## TASK REQUIREMENTS
Please set down, word for word, the passage of the math solution below starting with "1. Show $u\in" and going on through "show $u\in C^2(\mathbb R^3)$.".

** BEGIN DOCUMENT **

Solution to Partial Differential Equations: Methods and Applications (Robert McOwen) Section 4.5

1. Let $K(x)=-(4\pi|x|)^{-1}$, $f\in C(\mathbb R^3)$ with $f(x)=O(|x|^{-2-\epsilon})$ as $|x|\to\infty$, and $\displaystyle u(x)=\int_{\mathbb R^3}\!K(x-y)f(y)\,\mathrm dy$.
   1. Show $u\in C^1(\mathbb R^3)$ and $\nabla u(x)=O(|x|^{-1-\epsilon})$ as $|x|\to\infty$.
   2. If additionally $f\in C^1(\mathbb R^3)$, show $u\in C^2(\mathbb R^3)$.
Solution
1. Since $f(x)=O(|x|^{-2-\epsilon})$ as $|x|\to\infty$, there exist positive constants $C$ and $R$ such that $|f(y)|\leq C|y|^{-2-\epsilon}$ for $|y|\geq R$, which implies $\displaystyle M=\max_{y\in\mathbb R^3}|f(y)|$ is finite. For any $x\in\mathbb R^3$, we set $R'=\max\{R,2|x|\}$ and pick $\rho>0$ such that $B_\rho(x)\subseteq B_{R'}(0)$. Then $u$ can be represented as

   $\displaystyle u(x)=\int_{B_{R'}(0)-B_\rho(x)}\!K(x-y)f(y)\,\mathrm dy+\int_{B_\rho(x)}\!K(x-y)f(y)\,\mathrm dy+\int_{\mathbb R^3-B_{R'}(0)}\!K(x-y)f(y)\,\mathrm dy$.

** END DOCUMENT **
** BEGIN RAW RECORDS **

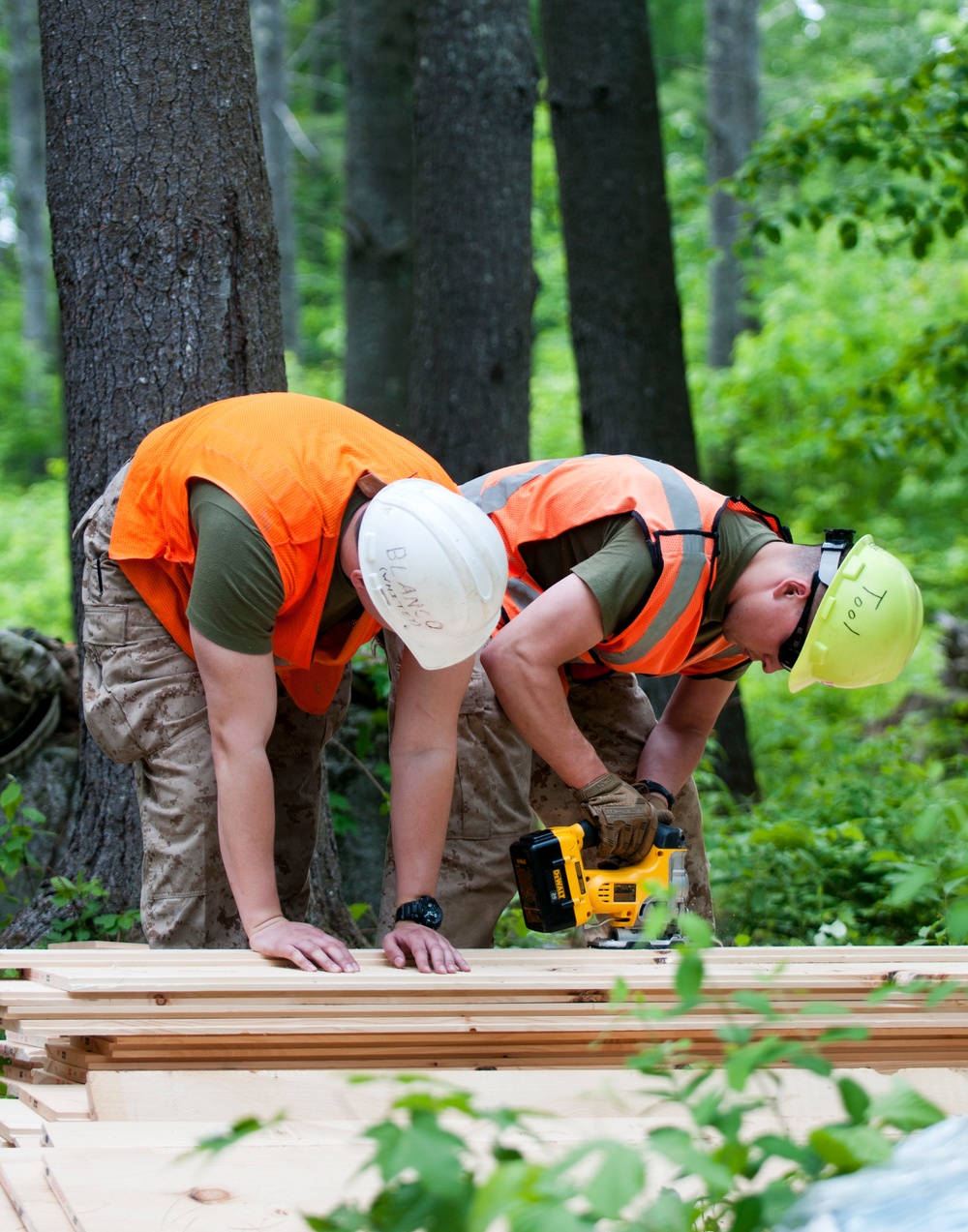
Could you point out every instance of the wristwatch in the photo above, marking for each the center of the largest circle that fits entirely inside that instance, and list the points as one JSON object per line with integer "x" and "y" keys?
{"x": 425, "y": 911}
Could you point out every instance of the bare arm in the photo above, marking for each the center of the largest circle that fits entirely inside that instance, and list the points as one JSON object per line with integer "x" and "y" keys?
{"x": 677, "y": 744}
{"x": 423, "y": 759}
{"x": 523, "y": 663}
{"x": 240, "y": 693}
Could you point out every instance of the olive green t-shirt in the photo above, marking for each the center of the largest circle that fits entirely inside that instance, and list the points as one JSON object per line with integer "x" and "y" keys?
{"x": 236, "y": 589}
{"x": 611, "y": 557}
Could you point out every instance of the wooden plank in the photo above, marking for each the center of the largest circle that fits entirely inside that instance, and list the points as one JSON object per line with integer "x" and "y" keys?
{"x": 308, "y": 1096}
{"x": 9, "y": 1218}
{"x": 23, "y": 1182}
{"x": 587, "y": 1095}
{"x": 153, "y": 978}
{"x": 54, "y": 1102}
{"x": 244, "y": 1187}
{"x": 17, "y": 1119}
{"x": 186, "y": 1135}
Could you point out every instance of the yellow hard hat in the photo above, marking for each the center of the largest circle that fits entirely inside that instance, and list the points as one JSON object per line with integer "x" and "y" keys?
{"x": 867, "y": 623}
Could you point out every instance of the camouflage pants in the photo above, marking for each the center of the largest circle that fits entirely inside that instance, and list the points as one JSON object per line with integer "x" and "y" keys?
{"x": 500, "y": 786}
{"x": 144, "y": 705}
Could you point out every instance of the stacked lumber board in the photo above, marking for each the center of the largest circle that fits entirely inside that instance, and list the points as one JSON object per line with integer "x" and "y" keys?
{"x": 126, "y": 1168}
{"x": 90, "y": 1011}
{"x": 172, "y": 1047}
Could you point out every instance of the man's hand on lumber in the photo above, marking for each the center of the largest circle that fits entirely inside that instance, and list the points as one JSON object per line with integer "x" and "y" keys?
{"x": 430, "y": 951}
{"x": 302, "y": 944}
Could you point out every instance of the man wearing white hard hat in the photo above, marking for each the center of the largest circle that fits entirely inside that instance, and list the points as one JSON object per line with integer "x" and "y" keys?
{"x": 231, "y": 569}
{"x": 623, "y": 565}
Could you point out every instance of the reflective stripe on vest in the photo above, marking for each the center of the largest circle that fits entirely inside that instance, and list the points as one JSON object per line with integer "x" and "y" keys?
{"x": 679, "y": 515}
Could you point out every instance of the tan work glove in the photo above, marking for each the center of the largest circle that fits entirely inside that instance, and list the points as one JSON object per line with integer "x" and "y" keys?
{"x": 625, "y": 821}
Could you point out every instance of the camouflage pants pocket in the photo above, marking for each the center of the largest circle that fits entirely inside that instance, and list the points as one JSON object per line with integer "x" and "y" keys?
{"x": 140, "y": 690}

** END RAW RECORDS **
** BEGIN RAW RECORDS **

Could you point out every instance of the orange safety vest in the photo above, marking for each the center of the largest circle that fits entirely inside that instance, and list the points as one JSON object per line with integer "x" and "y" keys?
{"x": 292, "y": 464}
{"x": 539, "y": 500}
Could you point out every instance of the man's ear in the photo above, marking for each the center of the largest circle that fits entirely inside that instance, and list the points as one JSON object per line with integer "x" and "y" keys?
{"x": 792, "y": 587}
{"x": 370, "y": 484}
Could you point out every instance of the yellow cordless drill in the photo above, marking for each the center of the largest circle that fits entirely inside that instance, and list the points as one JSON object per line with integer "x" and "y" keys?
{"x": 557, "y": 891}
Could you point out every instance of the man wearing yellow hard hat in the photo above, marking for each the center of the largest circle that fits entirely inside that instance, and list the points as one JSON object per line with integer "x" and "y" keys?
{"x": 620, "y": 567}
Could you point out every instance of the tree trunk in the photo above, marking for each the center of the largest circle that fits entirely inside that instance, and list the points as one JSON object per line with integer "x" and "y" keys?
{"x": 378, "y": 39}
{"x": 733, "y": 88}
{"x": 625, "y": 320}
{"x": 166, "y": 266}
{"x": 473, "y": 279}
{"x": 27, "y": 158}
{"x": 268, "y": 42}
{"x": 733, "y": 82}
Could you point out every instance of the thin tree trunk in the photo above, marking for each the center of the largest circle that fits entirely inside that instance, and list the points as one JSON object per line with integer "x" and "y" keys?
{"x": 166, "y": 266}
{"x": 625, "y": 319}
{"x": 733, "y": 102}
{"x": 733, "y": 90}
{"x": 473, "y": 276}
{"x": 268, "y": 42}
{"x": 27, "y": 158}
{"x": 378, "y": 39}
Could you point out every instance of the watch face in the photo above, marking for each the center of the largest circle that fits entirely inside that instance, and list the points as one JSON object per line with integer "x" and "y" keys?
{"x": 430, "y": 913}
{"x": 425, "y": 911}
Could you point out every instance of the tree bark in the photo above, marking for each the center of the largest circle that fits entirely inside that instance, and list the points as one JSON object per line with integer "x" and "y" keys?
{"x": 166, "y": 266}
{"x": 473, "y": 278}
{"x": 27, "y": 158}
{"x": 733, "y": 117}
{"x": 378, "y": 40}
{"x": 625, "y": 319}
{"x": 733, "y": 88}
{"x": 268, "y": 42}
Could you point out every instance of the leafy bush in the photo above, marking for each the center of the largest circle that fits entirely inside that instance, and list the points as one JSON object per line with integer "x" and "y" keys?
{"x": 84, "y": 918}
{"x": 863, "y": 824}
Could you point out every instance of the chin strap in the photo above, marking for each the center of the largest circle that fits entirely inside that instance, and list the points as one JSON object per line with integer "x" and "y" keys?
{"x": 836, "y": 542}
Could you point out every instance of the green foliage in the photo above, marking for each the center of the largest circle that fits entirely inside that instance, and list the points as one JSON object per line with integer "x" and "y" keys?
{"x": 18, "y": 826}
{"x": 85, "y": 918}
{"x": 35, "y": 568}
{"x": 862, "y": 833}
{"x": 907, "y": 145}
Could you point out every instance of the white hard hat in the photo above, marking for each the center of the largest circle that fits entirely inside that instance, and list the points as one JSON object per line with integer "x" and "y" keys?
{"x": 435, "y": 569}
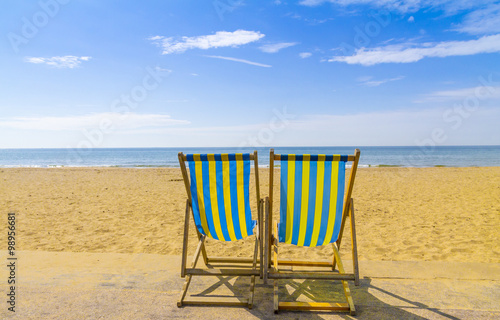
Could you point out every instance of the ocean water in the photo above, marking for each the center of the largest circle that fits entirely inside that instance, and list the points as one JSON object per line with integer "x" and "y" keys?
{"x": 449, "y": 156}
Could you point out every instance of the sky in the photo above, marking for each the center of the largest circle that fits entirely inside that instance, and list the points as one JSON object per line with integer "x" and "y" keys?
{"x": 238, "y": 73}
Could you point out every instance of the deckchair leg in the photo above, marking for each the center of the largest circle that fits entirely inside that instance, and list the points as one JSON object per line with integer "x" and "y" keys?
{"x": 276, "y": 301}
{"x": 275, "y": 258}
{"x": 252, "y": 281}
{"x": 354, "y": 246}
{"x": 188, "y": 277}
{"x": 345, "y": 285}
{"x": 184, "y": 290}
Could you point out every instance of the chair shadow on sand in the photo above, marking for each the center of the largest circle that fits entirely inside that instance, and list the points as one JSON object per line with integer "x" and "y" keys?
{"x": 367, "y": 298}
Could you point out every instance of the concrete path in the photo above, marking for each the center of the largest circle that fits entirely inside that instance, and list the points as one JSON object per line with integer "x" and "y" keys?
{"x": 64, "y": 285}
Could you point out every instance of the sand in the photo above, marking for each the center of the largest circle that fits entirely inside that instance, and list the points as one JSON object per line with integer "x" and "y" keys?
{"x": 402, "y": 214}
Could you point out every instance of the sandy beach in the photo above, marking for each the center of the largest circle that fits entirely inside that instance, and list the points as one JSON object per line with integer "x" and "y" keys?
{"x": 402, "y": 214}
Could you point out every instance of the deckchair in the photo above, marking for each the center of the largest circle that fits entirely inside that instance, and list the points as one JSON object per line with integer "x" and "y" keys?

** END RAW RECORDS **
** BEGIN RAW RECORDS **

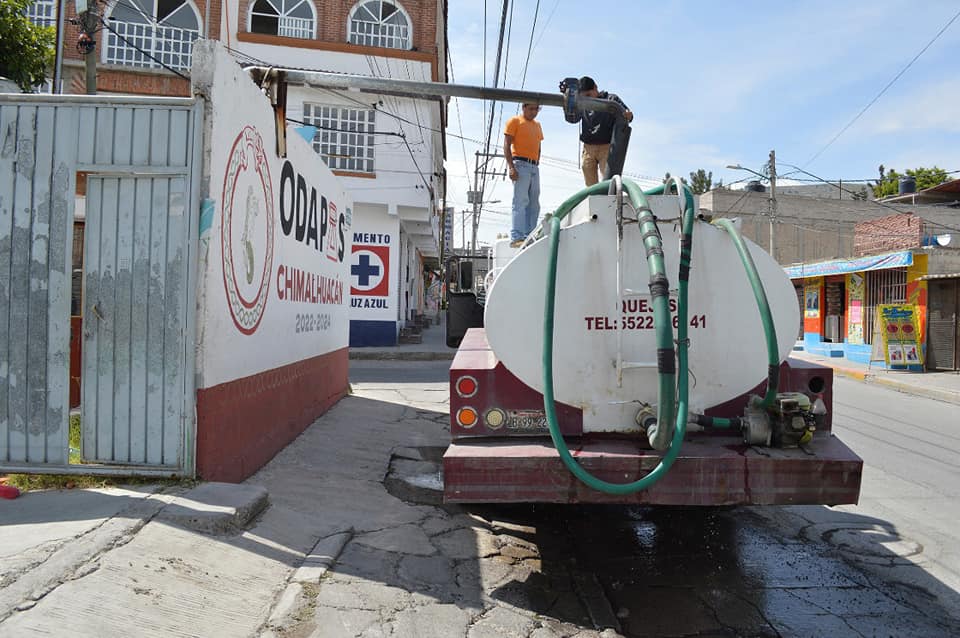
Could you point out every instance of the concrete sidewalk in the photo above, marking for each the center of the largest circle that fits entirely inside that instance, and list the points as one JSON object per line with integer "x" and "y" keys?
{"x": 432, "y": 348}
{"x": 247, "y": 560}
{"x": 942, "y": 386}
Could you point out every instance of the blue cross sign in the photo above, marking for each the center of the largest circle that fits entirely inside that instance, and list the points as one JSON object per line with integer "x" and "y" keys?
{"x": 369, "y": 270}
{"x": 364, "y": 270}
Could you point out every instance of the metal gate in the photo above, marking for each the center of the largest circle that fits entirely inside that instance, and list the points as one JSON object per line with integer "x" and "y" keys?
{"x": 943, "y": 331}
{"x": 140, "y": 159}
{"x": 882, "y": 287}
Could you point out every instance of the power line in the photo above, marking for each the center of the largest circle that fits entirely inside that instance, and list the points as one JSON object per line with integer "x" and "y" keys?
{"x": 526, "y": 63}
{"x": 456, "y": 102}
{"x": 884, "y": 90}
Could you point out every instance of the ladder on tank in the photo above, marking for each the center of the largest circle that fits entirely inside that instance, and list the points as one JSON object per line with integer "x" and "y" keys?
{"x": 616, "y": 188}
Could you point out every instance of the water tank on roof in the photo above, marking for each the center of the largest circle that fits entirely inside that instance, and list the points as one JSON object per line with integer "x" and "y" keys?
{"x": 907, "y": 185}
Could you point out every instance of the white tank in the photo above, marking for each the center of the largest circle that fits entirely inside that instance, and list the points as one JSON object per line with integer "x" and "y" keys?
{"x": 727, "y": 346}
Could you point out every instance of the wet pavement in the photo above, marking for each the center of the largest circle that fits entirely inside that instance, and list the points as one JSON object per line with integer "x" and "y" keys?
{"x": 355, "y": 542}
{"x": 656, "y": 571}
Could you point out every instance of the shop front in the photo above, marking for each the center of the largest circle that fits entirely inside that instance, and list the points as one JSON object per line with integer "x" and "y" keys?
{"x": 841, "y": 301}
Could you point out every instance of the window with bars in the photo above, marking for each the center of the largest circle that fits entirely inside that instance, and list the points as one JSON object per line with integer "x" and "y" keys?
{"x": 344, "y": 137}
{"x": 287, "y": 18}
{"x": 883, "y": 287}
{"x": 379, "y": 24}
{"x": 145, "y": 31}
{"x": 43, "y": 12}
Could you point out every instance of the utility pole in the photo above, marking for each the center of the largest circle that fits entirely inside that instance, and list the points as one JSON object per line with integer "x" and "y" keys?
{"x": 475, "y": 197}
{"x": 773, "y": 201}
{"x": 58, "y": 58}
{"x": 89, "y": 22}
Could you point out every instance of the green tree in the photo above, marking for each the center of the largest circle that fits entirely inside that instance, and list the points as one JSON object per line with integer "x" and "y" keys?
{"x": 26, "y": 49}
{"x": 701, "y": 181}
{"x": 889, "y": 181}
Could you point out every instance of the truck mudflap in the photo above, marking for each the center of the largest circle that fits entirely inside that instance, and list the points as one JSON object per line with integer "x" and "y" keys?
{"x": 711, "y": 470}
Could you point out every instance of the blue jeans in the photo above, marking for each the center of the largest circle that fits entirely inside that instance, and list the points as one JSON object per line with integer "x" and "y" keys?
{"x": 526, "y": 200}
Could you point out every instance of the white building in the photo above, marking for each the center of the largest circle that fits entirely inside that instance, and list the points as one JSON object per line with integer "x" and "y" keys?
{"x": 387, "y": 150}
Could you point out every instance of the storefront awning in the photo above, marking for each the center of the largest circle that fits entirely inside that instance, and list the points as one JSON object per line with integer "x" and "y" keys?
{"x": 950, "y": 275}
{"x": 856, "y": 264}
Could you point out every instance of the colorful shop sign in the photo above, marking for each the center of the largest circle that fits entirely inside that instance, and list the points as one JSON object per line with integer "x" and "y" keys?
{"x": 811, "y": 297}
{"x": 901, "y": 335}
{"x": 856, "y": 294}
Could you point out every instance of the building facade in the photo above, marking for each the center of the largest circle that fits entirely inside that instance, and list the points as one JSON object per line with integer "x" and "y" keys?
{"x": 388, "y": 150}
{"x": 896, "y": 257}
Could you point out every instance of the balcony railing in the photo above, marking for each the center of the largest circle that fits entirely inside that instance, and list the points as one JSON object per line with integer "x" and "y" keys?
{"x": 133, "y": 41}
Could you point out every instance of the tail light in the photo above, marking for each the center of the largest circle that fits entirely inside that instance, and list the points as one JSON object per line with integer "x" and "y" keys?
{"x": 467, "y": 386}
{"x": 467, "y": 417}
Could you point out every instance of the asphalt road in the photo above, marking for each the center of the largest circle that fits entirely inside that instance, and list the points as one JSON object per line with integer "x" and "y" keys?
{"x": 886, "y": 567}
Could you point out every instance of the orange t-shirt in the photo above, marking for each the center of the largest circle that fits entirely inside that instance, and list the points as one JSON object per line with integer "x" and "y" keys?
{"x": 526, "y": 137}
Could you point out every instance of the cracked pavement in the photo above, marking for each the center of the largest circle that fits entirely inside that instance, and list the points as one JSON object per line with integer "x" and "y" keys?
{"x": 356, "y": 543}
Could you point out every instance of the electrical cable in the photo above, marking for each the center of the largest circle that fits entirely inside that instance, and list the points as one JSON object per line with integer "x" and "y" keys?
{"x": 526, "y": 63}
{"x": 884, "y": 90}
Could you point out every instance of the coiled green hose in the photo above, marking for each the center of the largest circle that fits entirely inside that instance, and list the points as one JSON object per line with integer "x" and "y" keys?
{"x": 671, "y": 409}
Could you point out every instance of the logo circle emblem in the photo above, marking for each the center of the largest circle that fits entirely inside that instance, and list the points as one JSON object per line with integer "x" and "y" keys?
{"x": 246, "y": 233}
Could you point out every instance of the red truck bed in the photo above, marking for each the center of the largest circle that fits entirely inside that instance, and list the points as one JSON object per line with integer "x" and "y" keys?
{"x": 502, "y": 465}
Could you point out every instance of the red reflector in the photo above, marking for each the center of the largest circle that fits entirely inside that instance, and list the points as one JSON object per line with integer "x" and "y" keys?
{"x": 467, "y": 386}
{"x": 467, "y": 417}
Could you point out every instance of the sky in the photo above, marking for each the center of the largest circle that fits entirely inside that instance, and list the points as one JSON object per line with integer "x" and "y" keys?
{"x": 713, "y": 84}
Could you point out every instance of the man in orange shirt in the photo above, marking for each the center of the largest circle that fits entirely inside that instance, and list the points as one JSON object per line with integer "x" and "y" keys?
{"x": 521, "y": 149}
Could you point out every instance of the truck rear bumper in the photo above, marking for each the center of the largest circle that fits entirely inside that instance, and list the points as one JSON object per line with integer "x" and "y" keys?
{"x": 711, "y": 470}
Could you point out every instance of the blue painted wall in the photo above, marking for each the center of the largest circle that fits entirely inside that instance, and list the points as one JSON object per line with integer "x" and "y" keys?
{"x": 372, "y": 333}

** END RAW RECORDS **

## RESPONSE
1. Show $u\in C^1(\mathbb R^3)$ and $\nabla u(x)=O(|x|^{-1-\epsilon})$ as $|x|\to\infty$.
   2. If additionally $f\in C^1(\mathbb R^3)$, show $u\in C^2(\mathbb R^3)$.